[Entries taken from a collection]
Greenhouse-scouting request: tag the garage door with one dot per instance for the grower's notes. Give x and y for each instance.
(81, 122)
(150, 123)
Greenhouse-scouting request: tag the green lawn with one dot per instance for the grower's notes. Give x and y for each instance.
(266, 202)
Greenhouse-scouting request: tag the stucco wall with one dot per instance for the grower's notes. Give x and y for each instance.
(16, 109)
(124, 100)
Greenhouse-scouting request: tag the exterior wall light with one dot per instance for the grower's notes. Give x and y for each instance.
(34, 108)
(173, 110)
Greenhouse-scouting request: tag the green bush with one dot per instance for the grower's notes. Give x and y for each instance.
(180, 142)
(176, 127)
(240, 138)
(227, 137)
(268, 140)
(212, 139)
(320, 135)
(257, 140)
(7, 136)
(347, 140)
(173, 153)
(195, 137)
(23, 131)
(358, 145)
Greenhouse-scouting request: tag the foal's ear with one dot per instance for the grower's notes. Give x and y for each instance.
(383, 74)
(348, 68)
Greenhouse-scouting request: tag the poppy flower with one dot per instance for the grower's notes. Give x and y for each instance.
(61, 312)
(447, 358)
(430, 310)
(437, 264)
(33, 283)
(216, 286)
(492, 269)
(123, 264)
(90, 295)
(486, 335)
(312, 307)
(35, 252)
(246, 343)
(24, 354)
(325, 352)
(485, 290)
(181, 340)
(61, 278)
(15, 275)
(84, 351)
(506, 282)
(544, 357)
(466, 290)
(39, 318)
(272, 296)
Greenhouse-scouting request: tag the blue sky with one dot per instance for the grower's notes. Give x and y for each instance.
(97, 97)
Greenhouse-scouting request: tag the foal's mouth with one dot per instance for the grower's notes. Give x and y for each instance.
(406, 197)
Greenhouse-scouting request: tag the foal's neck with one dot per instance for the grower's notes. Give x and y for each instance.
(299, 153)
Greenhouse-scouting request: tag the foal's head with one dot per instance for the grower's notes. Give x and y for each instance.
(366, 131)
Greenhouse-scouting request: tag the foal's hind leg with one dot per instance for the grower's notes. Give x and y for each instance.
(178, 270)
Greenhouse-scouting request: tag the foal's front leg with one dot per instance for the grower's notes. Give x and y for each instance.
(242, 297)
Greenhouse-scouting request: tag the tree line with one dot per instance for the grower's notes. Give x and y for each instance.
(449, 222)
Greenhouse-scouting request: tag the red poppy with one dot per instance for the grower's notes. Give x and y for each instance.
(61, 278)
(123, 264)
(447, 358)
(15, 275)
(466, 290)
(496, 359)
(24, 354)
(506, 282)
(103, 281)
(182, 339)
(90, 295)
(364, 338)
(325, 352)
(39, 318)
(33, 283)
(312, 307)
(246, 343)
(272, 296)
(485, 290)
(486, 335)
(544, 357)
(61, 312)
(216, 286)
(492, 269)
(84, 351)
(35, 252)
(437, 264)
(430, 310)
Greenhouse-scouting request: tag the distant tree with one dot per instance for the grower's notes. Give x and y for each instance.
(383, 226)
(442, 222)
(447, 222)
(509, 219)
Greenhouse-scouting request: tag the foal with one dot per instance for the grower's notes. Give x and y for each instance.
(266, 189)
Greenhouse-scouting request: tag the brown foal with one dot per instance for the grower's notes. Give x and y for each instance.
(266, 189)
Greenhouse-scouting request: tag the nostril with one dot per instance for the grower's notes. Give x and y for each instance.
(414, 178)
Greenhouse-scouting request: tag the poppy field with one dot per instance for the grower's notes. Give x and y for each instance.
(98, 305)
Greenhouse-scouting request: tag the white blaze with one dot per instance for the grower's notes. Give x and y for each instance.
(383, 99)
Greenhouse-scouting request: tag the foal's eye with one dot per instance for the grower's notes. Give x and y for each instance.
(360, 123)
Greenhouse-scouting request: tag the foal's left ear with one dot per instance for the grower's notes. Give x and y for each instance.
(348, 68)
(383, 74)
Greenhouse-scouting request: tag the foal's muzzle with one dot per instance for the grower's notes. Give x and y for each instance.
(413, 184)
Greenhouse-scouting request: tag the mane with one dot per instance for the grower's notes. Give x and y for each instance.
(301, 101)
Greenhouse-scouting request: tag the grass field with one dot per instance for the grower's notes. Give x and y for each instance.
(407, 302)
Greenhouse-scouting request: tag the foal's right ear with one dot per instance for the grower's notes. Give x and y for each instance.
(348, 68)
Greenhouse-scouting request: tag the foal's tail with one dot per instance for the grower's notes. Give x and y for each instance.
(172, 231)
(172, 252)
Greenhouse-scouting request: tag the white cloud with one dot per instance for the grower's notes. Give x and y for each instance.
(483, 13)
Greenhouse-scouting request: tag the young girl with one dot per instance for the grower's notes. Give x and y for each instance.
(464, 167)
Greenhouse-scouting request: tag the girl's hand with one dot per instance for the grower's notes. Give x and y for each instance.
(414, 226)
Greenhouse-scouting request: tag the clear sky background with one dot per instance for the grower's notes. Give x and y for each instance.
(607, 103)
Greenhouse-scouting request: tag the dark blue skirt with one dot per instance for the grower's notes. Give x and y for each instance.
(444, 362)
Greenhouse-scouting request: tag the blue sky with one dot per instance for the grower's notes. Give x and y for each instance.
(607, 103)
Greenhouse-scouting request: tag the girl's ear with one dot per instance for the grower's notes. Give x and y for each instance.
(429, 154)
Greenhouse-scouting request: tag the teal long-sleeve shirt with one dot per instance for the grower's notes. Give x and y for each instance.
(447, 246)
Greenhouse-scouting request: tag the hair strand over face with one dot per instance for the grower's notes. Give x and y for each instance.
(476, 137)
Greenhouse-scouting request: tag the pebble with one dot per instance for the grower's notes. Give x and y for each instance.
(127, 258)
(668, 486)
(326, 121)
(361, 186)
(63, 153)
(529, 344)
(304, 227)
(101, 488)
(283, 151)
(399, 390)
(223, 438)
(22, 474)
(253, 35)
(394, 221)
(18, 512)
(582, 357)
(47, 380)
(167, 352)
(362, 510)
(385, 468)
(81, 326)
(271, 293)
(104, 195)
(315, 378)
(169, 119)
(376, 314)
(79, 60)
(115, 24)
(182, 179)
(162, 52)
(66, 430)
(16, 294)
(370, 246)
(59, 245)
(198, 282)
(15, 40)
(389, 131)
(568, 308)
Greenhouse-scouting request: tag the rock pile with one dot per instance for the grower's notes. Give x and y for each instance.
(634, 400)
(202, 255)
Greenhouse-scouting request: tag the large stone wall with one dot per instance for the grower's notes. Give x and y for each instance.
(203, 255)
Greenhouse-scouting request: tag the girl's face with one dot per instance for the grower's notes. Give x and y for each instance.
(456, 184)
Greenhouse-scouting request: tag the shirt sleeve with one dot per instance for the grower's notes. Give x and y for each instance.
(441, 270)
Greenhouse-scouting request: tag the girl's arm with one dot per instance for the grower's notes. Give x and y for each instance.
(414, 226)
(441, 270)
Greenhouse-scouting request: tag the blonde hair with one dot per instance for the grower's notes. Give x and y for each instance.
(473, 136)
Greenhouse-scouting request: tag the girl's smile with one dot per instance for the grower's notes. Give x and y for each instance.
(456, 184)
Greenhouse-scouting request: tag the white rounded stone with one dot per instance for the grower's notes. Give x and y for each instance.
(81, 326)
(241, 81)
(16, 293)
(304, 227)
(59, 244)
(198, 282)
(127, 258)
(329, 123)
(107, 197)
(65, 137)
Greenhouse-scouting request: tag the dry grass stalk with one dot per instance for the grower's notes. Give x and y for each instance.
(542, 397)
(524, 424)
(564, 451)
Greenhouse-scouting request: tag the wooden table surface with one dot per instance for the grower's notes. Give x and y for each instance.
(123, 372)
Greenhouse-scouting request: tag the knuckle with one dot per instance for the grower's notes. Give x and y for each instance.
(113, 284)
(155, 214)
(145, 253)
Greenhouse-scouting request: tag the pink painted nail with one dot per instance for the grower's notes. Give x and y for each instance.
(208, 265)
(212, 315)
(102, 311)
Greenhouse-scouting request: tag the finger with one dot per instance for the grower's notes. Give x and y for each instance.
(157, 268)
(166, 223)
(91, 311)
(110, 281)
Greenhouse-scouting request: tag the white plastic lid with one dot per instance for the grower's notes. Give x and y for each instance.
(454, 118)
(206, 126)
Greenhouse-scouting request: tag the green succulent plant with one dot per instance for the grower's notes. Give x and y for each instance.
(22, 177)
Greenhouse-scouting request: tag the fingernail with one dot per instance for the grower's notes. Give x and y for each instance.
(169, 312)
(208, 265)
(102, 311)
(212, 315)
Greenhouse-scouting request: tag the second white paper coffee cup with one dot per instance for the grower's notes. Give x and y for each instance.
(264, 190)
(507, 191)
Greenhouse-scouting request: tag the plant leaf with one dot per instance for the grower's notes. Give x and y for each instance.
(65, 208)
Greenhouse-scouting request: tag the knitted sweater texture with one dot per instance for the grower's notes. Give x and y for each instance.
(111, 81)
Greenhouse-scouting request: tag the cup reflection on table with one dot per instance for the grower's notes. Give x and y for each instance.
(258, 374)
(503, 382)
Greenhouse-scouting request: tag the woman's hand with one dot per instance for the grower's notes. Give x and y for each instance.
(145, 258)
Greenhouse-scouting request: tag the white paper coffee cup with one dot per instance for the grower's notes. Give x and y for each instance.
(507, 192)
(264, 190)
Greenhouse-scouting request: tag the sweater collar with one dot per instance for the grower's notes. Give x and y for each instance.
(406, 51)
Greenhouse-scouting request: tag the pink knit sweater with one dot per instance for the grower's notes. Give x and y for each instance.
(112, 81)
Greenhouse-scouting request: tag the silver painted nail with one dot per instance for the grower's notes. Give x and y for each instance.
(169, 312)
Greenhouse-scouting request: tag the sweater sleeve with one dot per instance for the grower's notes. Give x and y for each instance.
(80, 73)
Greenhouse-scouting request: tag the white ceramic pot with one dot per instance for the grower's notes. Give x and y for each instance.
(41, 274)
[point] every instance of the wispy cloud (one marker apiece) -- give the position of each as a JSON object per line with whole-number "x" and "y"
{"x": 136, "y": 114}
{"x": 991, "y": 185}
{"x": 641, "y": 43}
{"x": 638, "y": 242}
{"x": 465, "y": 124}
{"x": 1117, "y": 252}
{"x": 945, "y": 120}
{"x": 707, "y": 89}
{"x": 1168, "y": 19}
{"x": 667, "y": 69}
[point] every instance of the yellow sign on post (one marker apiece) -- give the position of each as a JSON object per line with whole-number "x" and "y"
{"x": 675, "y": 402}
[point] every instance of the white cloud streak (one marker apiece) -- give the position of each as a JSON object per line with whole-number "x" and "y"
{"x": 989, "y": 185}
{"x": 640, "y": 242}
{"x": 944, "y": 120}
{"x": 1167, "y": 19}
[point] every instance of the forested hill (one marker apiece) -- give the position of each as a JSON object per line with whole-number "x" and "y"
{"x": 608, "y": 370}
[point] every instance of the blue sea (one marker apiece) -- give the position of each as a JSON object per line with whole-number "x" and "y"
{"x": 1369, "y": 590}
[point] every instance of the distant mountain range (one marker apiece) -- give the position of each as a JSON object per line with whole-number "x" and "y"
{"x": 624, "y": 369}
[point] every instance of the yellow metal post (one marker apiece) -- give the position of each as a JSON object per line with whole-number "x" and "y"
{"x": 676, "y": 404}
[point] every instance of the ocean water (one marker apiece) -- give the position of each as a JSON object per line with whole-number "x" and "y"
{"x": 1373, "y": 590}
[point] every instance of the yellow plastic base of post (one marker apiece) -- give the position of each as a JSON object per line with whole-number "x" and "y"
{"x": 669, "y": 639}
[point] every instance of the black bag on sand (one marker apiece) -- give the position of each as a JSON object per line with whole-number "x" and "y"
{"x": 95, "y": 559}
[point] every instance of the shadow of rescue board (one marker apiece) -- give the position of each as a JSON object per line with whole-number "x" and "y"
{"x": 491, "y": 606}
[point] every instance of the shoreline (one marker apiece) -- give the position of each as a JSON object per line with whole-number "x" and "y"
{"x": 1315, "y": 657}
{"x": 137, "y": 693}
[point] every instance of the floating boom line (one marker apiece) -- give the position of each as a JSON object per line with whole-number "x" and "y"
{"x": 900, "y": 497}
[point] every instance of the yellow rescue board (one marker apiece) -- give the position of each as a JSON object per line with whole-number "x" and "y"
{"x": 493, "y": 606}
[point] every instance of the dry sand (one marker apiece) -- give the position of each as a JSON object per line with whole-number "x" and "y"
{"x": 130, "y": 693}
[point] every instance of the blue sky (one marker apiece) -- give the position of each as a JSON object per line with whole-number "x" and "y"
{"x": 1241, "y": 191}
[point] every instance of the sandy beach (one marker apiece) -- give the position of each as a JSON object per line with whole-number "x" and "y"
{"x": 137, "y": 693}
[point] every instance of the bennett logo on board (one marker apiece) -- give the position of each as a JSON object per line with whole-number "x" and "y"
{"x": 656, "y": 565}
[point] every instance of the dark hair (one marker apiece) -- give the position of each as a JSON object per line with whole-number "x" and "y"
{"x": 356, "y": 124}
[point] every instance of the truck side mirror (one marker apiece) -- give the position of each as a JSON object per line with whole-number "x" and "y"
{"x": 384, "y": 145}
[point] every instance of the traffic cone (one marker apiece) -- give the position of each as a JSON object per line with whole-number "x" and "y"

WORK TO COMPLETE
Retype nothing except the lines from the line holding "[point] every instance of the bennett" through the last line of the entries, both included.

SOLUTION TO THE PROBLEM
[point] every instance of the bennett logo on board (one marker apiece) -- give the position of each as a JSON object per line with whole-number "x" and "y"
{"x": 656, "y": 565}
[point] every instance of the dark hair (one marker apiece) -- give the position of each as a JSON object per line with whole-number "x" and "y"
{"x": 356, "y": 124}
[point] every instance of the truck side mirror (one marker apiece) -- give the position of each as a JSON object per line with whole-number "x" and "y"
{"x": 384, "y": 145}
[point] every instance of the traffic cone (one marker apiece) -- give the position of each as a JSON object per line with whole-number "x" and "y"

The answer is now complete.